◆ **Short exercise**
Rewrite as a numbered list the lines from the one containing "Mark the innermost point of each instance of the lattice" through the one containing "x=501, y=528", both included, and omit any blank lines.

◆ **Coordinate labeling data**
## Start

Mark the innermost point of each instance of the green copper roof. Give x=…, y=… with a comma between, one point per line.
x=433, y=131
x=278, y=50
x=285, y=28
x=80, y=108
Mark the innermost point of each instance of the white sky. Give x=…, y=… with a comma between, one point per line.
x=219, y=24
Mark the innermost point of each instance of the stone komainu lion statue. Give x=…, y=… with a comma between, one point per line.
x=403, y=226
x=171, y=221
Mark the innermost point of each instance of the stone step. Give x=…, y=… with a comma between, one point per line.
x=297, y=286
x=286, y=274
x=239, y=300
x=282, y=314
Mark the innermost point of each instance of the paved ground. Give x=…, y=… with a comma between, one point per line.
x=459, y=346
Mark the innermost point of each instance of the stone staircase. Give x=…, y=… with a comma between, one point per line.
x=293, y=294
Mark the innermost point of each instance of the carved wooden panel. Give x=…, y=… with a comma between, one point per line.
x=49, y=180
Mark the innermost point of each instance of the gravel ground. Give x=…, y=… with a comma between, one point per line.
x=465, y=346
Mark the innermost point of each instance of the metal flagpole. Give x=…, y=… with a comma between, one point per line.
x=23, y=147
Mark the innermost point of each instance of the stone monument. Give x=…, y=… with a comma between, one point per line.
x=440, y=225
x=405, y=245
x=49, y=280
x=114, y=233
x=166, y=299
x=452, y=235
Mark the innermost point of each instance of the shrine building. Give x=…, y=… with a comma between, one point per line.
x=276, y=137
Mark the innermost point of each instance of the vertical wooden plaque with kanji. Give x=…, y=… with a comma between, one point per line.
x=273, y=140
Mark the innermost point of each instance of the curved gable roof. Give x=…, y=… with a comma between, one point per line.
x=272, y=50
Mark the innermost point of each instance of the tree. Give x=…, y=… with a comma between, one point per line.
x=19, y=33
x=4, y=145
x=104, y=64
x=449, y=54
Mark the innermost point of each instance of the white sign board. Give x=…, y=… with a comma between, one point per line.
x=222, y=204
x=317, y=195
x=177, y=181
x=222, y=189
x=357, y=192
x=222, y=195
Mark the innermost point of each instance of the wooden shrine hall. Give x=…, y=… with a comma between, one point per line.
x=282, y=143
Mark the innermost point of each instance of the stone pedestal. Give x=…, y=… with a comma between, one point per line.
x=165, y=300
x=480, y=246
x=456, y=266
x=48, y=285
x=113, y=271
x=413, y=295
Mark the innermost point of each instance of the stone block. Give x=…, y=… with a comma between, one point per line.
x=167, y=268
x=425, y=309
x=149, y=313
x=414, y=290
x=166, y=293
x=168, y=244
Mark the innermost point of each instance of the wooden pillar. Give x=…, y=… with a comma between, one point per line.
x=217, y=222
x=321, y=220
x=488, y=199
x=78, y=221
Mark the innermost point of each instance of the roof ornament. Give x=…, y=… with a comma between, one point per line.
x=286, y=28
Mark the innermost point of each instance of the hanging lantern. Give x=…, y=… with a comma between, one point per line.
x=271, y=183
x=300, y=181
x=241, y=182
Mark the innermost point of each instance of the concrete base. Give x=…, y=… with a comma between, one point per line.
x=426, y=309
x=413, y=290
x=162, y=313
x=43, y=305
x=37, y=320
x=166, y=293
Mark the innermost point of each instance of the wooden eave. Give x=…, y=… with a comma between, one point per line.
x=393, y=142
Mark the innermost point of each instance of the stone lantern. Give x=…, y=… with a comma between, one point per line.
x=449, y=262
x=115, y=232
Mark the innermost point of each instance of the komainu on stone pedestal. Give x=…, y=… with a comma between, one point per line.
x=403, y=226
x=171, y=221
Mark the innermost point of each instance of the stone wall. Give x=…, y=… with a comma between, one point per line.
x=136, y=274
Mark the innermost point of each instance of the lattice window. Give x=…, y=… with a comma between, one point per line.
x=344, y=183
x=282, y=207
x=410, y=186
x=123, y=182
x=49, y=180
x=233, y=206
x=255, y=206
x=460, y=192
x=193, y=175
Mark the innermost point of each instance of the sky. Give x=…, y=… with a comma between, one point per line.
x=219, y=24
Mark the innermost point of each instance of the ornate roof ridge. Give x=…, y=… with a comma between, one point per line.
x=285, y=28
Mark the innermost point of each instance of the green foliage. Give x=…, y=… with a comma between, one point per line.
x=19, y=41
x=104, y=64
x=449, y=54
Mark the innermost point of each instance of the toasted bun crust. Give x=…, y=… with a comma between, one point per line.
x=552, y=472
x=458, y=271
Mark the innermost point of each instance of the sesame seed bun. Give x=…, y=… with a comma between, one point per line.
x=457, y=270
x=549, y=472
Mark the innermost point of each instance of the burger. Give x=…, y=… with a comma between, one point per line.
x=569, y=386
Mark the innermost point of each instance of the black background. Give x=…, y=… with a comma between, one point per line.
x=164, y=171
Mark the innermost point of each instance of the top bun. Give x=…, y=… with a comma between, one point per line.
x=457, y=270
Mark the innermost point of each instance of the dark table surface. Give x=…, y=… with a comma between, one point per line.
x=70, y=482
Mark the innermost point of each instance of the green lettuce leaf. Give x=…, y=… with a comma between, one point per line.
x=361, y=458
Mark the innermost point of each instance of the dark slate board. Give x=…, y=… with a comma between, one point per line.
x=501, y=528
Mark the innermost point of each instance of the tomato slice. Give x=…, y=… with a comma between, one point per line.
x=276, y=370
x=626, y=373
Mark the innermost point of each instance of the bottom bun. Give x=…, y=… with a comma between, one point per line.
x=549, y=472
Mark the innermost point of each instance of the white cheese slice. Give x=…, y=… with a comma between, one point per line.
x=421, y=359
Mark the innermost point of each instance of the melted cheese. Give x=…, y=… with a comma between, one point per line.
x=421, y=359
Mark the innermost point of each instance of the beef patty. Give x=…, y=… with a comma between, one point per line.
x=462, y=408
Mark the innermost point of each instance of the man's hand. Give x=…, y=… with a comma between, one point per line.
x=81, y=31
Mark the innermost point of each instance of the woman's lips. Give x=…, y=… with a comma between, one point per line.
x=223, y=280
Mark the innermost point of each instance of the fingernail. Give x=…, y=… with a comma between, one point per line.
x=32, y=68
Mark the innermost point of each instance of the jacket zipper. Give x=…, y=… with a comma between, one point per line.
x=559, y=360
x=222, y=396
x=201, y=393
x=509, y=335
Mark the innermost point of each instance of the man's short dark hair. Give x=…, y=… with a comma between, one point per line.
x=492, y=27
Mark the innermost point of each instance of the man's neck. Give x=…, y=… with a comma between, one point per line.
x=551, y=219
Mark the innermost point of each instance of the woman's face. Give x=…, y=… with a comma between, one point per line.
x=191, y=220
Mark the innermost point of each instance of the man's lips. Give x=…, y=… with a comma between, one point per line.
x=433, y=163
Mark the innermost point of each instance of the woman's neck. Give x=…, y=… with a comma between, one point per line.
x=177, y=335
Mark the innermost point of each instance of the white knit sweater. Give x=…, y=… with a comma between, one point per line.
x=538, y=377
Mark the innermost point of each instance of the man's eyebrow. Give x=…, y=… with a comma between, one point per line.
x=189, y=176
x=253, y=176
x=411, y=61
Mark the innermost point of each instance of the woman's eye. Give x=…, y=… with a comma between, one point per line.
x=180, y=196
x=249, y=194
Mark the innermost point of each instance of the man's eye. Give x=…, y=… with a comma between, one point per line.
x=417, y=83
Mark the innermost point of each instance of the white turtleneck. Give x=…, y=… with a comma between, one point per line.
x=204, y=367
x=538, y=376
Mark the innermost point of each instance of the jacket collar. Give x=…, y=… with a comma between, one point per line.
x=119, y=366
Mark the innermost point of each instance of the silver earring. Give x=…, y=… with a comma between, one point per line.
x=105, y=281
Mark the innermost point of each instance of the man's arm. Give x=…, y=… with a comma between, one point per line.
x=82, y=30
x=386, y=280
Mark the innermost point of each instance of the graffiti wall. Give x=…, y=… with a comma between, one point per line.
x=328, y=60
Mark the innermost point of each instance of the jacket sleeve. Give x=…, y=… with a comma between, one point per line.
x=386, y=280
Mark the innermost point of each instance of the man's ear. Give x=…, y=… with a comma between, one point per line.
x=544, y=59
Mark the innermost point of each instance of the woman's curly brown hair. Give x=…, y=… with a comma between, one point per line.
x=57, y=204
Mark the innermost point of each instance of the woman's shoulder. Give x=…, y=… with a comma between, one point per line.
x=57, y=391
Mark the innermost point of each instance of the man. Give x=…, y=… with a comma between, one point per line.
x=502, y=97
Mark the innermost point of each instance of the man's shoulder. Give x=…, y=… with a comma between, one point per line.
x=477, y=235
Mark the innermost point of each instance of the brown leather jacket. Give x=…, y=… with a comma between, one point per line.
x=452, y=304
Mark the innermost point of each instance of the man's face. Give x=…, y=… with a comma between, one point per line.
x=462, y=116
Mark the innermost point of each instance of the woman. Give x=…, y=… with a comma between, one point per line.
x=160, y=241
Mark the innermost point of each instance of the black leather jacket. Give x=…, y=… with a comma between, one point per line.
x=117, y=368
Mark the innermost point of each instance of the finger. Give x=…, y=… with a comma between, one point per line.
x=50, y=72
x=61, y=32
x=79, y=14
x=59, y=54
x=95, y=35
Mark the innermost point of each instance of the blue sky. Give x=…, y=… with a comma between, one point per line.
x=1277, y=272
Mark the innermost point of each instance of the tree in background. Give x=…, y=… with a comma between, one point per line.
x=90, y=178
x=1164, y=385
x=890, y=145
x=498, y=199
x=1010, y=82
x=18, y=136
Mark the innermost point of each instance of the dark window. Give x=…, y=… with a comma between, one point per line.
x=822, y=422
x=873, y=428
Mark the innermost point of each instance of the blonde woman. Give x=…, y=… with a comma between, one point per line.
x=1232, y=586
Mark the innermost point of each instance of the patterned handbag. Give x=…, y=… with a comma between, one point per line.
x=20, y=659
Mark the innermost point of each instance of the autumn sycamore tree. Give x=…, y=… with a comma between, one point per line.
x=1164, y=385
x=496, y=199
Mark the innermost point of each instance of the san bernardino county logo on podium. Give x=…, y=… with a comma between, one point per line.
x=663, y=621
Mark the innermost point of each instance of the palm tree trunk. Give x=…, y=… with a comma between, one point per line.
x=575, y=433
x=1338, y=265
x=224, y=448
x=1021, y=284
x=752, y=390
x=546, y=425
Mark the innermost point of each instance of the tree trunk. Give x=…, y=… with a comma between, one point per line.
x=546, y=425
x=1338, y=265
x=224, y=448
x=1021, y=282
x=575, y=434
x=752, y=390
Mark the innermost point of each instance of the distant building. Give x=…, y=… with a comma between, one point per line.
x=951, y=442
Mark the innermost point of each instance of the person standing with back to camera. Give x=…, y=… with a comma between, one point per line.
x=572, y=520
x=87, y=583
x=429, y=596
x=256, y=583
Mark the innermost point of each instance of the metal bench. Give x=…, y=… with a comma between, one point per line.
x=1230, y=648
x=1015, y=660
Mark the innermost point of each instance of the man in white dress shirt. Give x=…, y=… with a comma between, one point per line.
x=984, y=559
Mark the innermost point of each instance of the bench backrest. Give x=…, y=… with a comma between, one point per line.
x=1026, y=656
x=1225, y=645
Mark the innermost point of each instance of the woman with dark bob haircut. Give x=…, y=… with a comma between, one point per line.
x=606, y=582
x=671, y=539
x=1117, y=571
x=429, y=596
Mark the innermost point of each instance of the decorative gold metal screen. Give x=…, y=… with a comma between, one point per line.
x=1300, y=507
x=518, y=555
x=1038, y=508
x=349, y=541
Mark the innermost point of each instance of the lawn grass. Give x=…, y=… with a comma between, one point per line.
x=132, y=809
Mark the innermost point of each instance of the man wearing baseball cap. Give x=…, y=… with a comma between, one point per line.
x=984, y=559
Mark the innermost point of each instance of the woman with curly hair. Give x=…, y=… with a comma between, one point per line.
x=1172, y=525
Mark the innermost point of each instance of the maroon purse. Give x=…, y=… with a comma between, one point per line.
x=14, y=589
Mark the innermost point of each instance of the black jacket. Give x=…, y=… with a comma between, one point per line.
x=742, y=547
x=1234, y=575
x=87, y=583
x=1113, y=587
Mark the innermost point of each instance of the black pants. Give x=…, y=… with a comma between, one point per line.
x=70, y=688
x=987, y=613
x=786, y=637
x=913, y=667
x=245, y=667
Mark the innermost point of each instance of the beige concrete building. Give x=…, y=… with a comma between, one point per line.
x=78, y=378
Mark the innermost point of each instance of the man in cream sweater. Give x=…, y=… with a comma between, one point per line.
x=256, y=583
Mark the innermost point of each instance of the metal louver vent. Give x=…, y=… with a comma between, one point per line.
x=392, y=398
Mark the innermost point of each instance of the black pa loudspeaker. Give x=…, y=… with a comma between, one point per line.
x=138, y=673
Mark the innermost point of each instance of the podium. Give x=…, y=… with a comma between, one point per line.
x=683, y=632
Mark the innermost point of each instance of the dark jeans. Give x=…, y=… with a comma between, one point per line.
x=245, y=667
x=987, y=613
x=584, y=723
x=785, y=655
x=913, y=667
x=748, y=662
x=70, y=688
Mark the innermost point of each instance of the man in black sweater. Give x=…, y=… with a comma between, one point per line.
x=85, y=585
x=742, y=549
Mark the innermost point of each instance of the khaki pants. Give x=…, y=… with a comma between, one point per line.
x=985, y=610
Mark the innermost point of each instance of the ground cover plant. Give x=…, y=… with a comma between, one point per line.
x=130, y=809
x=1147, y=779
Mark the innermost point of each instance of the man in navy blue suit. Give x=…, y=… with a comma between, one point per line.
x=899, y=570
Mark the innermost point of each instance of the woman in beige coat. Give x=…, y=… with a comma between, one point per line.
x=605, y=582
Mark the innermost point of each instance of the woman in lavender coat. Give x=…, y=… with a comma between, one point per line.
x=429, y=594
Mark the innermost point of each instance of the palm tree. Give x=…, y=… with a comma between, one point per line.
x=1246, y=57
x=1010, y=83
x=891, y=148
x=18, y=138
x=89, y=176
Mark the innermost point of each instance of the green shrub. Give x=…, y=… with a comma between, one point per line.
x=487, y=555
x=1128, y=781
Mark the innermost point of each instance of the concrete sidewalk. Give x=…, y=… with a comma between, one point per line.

## End

◆ **Answer for this exercise**
1. Mark the innermost point of each instance of the lattice window. Give x=…, y=… with a comma between, one point per line.
2. x=344, y=183
3. x=282, y=207
4. x=410, y=186
5. x=123, y=182
6. x=49, y=180
7. x=233, y=206
8. x=255, y=206
9. x=460, y=192
10. x=193, y=175
11. Mark the innermost point of each instance of the sky. Give x=…, y=… with a comma between, one point per line.
12. x=219, y=24
13. Mark the innermost point of each instance of the ornate roof ridge. Give x=…, y=… with a comma between, one point per line.
14. x=285, y=28
15. Mark the innermost point of each instance of the green foliage. Give x=…, y=… with a comma between, one point per line.
16. x=19, y=41
17. x=104, y=64
18. x=449, y=54
19. Mark the innermost point of each instance of the toasted bun crust. Give x=…, y=… with a comma between, one point per line.
20. x=552, y=472
21. x=458, y=271
22. Mark the innermost point of each instance of the sesame seed bun. Give x=…, y=… with a comma between, one point per line.
23. x=457, y=270
24. x=549, y=472
25. Mark the innermost point of each instance of the burger. Give x=…, y=… with a comma between, one point per line.
26. x=569, y=386
27. Mark the innermost point of each instance of the black background. Give x=…, y=… with a comma between, one point per line.
28. x=164, y=171
29. Mark the innermost point of each instance of the top bun. Give x=…, y=… with a comma between, one point per line.
30. x=457, y=270
31. Mark the innermost point of each instance of the dark table surface. Give x=…, y=… with a comma between, one point per line.
32. x=70, y=482
33. Mark the innermost point of each instance of the green lettuce leaf. Give x=…, y=… with a comma between, one point per line.
34. x=361, y=458
35. Mark the innermost point of each instance of the dark slate board. Give x=…, y=… with a comma between, one point per line.
36. x=501, y=528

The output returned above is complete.